* **Information supplied**:
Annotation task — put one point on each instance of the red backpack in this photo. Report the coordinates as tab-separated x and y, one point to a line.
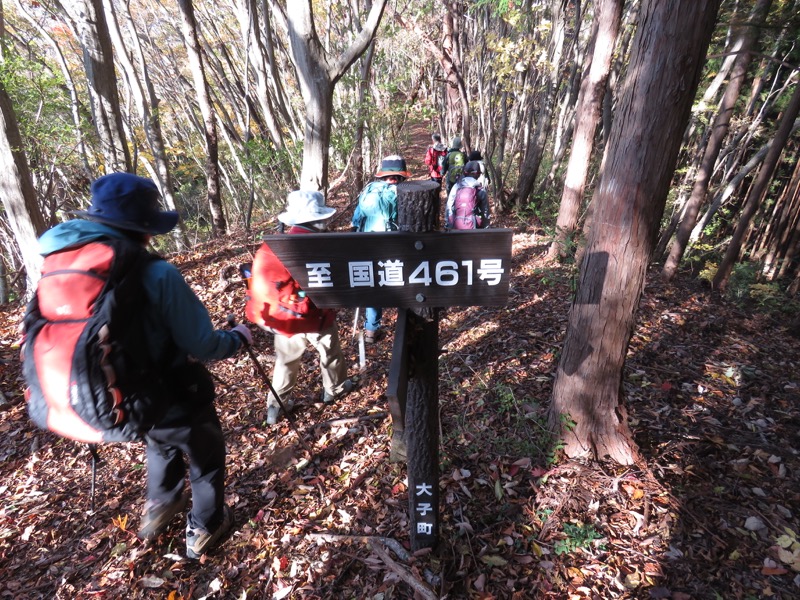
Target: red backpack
86	363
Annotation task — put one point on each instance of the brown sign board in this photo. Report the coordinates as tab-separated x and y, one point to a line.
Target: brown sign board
396	268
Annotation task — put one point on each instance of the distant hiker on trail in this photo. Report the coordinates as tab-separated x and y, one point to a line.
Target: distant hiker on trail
468	203
377	211
453	163
434	157
176	329
484	180
276	303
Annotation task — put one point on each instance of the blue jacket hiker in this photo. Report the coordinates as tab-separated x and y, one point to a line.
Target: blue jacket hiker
179	333
377	211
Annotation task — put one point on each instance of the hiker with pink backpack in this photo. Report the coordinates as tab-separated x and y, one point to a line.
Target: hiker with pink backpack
467	203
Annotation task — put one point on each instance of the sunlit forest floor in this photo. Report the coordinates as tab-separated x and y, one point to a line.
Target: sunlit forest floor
712	392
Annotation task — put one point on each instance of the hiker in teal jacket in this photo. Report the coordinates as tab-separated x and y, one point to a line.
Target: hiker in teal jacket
377	211
177	326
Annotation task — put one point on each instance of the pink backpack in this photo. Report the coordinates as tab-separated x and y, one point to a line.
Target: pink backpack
464	208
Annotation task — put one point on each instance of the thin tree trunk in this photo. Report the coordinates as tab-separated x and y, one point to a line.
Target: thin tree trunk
91	29
190	38
590	102
756	193
749	37
535	146
144	96
19	197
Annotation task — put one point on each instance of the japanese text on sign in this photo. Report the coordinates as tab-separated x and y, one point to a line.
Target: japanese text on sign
423	508
392	273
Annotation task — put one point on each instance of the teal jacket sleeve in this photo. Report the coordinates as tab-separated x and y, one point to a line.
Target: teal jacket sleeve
176	316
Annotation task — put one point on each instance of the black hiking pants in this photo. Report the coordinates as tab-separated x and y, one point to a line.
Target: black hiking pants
193	432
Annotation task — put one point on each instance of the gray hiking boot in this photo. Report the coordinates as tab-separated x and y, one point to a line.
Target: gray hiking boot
347	387
157	515
199	541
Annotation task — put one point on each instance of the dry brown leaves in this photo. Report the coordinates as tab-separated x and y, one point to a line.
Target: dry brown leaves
321	513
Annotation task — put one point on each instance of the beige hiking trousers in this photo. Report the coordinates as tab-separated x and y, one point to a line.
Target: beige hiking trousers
289	356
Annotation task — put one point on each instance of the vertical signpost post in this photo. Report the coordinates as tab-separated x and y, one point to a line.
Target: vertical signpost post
418	270
418	212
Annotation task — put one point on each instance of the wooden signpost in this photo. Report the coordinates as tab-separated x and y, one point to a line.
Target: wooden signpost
419	270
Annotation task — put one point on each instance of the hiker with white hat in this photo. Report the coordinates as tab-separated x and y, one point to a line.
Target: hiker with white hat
277	303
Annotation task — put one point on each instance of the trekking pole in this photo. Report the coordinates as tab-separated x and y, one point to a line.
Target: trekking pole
362	353
96	460
289	416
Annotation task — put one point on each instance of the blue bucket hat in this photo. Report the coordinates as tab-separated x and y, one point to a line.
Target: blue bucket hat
129	202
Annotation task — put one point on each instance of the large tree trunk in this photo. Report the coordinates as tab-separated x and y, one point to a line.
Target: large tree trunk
91	28
19	197
590	103
719	130
668	56
190	38
758	190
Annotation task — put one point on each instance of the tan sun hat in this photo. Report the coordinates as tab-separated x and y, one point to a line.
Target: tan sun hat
304	206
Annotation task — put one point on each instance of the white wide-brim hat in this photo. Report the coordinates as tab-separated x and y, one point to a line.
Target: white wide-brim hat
305	207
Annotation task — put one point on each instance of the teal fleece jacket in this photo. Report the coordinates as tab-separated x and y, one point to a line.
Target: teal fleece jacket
174	314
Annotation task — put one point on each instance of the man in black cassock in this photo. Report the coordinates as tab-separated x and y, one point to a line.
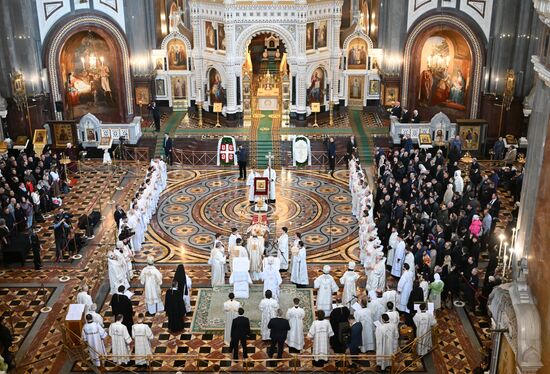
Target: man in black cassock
121	304
175	308
340	325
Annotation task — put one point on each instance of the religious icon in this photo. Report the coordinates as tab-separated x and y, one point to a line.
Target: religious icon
160	89
178	87
177	55
210	35
357	54
309	35
221	36
217	92
321	35
316	89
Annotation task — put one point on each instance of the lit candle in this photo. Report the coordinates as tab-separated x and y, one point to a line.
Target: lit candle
501	237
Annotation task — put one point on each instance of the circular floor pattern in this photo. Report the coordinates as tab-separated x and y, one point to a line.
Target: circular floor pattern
195	207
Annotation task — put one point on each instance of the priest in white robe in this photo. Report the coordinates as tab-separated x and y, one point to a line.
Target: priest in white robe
424	323
326	287
250	183
398	257
377	275
217	263
268	307
255	249
271	276
386	338
94	335
83	298
320	331
142	335
404	288
349	281
240	277
295	316
364	315
272	175
120	341
299	274
151	279
282	253
231	310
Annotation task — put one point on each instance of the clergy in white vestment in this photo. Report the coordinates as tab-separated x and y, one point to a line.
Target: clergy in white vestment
377	275
232	240
117	272
295	316
282	252
237	251
386	337
394	319
97	318
270	173
268	307
83	298
142	335
299	274
240	277
271	276
424	323
217	263
349	280
398	257
404	288
326	287
255	251
230	309
320	331
250	183
151	279
364	315
120	341
93	335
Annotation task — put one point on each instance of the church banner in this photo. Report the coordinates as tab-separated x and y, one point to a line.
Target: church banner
301	151
226	151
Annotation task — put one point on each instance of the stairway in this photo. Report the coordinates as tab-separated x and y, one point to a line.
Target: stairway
366	145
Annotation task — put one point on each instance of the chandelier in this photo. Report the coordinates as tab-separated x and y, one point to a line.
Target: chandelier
438	62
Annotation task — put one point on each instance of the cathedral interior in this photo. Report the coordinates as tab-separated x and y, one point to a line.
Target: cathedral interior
426	117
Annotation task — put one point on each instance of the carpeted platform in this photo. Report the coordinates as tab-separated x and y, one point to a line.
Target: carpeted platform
209	315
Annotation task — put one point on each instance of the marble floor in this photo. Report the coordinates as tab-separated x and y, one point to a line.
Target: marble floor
197	204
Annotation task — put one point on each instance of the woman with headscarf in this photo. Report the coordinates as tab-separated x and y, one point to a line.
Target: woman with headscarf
184	284
436	288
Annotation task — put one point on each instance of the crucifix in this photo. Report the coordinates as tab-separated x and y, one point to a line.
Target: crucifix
270	157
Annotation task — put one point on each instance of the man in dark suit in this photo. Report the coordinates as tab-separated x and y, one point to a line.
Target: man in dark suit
279	329
168	148
242	159
240	329
356	337
331	150
156	115
351	148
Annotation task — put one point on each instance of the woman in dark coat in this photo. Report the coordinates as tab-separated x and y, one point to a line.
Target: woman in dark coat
175	308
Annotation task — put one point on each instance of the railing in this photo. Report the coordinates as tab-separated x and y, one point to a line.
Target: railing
209	158
294	363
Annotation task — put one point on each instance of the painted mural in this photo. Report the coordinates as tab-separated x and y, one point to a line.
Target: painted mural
444	73
217	92
315	92
89	67
177	55
357	54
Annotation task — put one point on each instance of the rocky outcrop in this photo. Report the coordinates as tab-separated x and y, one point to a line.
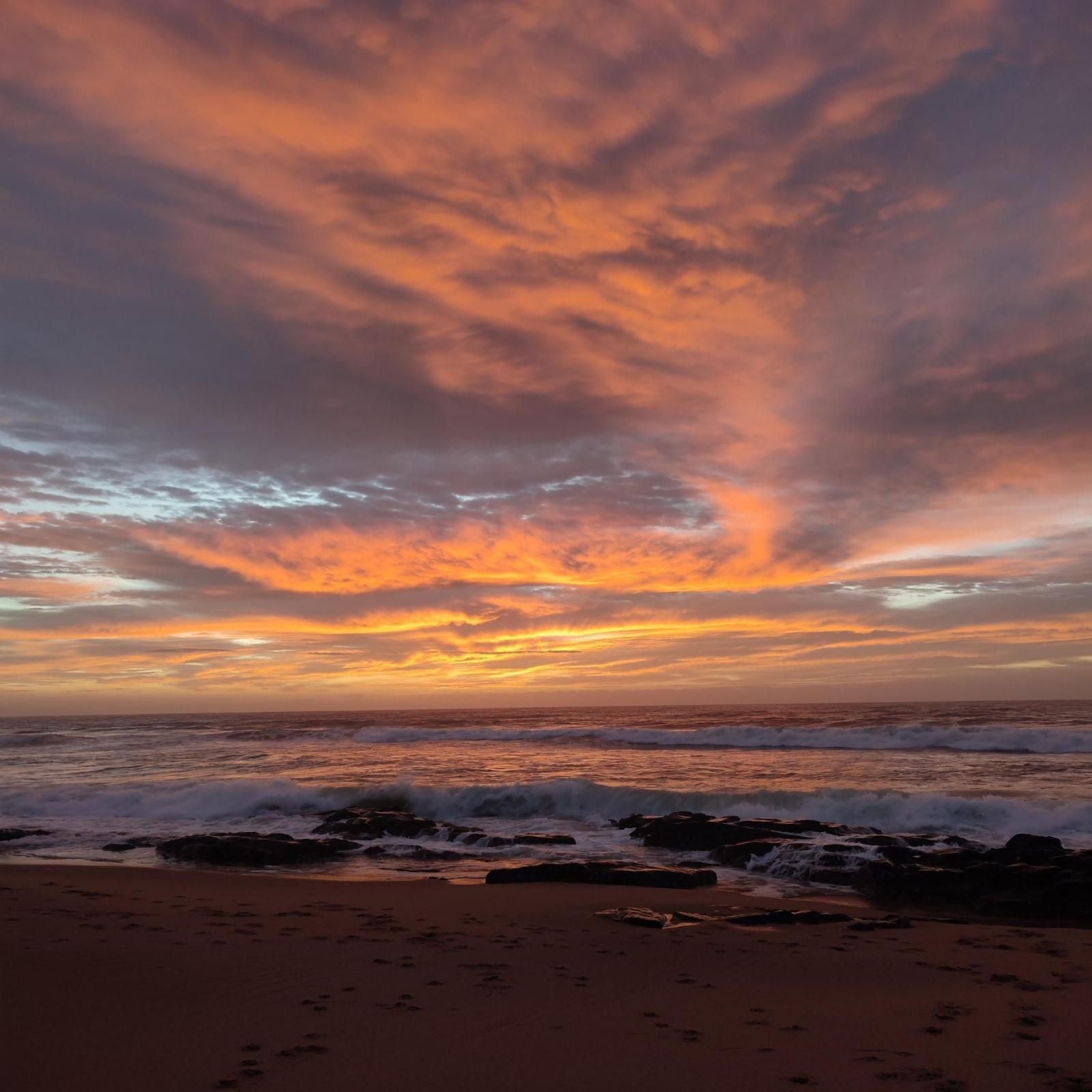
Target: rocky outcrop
376	822
130	844
418	853
695	830
756	917
251	850
11	833
544	840
1031	876
603	872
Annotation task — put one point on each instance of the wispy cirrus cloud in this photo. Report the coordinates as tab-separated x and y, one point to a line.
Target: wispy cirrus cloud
418	352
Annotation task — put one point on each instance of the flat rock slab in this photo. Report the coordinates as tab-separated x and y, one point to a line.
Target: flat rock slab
251	850
604	872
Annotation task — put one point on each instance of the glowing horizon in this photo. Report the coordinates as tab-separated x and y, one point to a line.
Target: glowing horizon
423	354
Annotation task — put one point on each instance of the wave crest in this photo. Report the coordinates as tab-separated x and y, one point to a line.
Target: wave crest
991	737
988	817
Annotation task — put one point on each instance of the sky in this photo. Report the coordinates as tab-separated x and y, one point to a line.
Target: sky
424	353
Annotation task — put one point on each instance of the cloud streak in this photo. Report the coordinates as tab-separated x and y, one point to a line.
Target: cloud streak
429	353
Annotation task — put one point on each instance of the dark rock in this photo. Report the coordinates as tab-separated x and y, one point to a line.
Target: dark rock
636	915
831	877
11	833
249	849
693	830
1020	846
603	872
737	854
786	917
628	822
375	822
138	842
423	853
455	831
890	922
988	882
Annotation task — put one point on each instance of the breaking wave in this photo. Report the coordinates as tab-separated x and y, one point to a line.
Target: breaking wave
988	817
998	737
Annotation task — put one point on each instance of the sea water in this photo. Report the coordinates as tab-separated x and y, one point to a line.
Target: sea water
984	770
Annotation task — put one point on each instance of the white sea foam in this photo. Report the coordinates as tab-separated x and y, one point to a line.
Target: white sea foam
999	737
990	817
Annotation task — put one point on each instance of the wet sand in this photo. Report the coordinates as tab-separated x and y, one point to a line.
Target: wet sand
124	979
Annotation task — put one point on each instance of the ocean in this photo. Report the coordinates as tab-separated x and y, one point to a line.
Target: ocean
984	770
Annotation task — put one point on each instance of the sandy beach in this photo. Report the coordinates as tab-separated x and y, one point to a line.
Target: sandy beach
126	979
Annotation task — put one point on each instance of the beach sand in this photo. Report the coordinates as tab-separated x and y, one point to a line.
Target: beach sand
162	980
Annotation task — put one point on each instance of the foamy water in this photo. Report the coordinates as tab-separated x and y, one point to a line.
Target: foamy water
986	770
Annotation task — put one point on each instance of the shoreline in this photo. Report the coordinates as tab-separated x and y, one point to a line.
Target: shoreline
126	977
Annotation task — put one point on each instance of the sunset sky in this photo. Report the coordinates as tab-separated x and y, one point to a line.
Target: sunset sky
374	353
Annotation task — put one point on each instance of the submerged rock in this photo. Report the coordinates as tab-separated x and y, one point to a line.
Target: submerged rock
544	840
140	842
11	833
1030	876
693	830
249	849
376	822
603	872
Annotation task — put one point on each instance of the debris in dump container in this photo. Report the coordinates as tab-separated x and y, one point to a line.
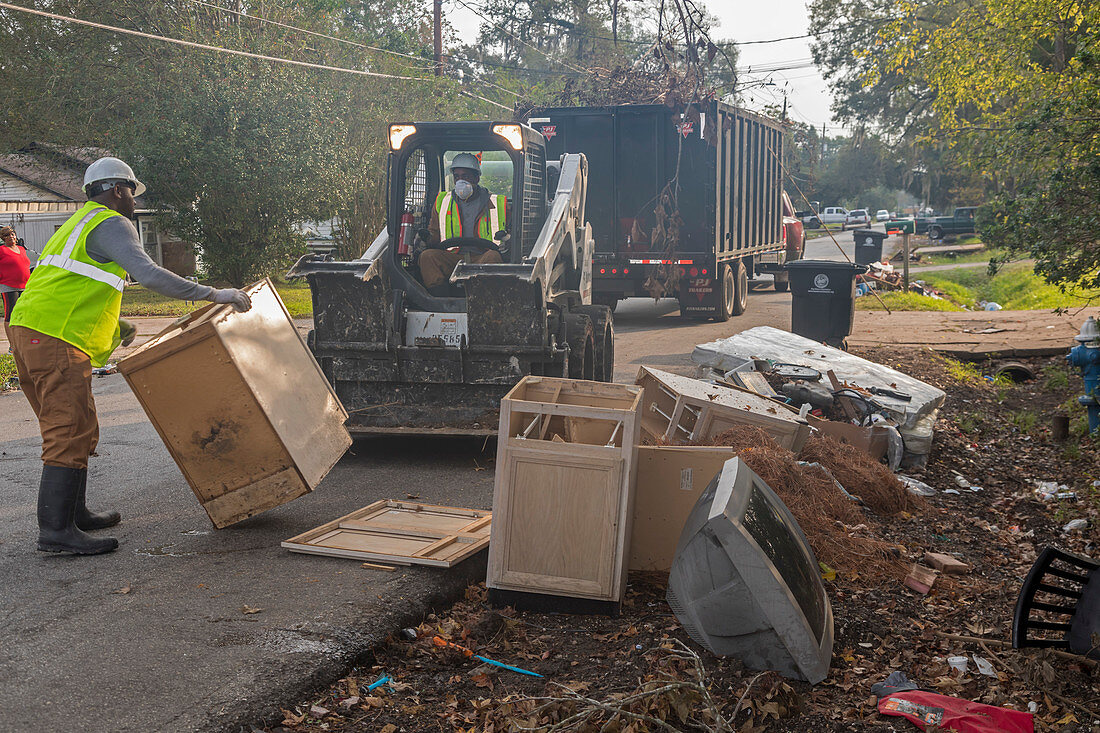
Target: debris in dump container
917	488
985	666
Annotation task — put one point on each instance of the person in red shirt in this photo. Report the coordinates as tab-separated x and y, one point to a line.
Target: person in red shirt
14	270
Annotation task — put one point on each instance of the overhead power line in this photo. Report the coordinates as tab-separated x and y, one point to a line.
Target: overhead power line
193	44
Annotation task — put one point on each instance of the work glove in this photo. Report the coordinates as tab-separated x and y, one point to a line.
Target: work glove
127	331
239	299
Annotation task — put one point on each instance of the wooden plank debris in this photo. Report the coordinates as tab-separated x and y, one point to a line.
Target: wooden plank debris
946	564
921	578
399	533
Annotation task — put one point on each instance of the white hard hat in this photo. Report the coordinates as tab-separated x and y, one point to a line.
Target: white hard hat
111	170
466	161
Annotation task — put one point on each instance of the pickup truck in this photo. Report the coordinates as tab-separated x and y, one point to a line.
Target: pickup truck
959	222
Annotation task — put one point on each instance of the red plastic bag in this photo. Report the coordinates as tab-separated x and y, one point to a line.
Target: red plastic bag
927	709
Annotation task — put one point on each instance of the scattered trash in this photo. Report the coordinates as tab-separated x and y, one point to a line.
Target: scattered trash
439	641
1047	490
917	488
941	712
946	564
1074	525
382	680
958	664
985	666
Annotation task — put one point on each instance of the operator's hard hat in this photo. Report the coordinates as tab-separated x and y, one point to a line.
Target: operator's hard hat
110	171
466	161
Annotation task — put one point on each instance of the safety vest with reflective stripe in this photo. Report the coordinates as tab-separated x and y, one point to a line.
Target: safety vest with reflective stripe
492	220
69	295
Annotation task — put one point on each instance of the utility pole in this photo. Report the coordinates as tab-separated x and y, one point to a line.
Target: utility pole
439	36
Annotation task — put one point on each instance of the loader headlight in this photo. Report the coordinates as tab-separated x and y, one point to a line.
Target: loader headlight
398	133
512	133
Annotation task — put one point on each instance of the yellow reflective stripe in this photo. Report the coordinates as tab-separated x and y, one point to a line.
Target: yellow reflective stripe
78	229
84	269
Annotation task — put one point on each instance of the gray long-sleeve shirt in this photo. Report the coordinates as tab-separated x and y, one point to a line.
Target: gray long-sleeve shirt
116	240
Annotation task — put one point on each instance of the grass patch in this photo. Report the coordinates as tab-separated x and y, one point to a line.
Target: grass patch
1014	287
1055	378
980	255
7	367
138	301
904	302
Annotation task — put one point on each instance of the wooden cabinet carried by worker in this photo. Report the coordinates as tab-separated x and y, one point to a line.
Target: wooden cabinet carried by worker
241	405
563	501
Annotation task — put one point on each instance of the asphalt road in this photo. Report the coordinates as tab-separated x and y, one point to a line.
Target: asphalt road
155	636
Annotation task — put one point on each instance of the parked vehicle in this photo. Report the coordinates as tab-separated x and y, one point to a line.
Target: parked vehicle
959	222
729	199
834	215
794	237
857	218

* **What you need to do**: Above are the records; copy exactly the lines from the line with "Target: cathedral interior" through the line with "the woman with", both included.

* **Answer**:
Target: cathedral interior
426	117
Annotation task — put one point on each instance of the carpeted platform in this photo. Report the coordinates as tab-separated x and y, one point to a line.
Target: carpeted platform
209	315
Annotation task — put one point on each instance of the marble floor in this photo. Report the coordinates as tab-separated x and y, one point to a line.
Target: marble floor
197	204
Annotation task — put one point on each instance of the woman with headscarf in this photo. Report the coordinates as tab-separated x and y, one point to a line.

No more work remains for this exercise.